## Instructions for the task
Which lines in the entries below contain the string "trimmed", with letter case counting? Copy each of those lines in full.

============

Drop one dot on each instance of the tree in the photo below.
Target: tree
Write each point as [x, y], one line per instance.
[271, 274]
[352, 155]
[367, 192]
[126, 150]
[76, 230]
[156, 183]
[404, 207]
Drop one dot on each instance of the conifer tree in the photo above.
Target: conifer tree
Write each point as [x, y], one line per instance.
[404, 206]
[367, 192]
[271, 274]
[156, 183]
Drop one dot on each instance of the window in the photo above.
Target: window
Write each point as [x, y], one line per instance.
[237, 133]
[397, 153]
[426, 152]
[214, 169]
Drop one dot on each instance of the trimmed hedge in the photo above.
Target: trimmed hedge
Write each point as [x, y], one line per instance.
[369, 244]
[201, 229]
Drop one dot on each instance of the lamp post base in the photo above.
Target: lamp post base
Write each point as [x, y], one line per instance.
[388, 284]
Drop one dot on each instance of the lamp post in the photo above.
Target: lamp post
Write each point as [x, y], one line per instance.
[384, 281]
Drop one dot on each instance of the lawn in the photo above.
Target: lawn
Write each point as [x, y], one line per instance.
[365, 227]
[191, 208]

============

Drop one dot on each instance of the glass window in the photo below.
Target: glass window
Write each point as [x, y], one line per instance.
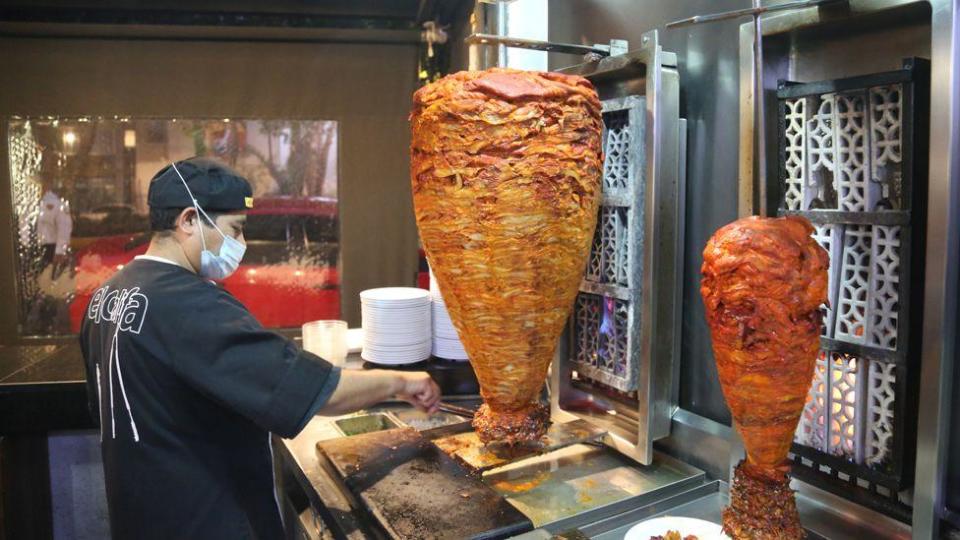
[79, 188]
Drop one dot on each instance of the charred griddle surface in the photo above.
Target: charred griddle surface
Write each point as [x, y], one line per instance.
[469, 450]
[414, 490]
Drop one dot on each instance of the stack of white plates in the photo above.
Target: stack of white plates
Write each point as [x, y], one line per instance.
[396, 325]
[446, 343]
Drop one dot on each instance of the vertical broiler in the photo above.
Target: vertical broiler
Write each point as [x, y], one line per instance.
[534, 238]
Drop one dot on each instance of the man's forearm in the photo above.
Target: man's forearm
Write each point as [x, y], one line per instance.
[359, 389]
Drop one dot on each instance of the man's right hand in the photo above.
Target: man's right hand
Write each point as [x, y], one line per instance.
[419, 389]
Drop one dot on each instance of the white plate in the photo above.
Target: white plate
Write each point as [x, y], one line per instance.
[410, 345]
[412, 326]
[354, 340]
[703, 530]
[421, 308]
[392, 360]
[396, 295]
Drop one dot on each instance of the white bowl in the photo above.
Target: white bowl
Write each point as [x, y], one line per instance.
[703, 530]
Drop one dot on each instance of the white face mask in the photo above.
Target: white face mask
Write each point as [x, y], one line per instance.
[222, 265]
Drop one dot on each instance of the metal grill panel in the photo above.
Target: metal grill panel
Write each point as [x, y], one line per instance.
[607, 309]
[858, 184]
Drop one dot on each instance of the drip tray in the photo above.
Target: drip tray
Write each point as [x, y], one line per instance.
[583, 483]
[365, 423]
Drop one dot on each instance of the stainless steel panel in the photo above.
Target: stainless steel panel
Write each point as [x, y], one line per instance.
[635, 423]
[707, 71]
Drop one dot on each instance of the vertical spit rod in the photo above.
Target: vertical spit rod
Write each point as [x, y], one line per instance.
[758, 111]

============

## Finished exercise
Drop one dot on each instance of the trimmed hedge in the photo above.
Target: trimmed hedge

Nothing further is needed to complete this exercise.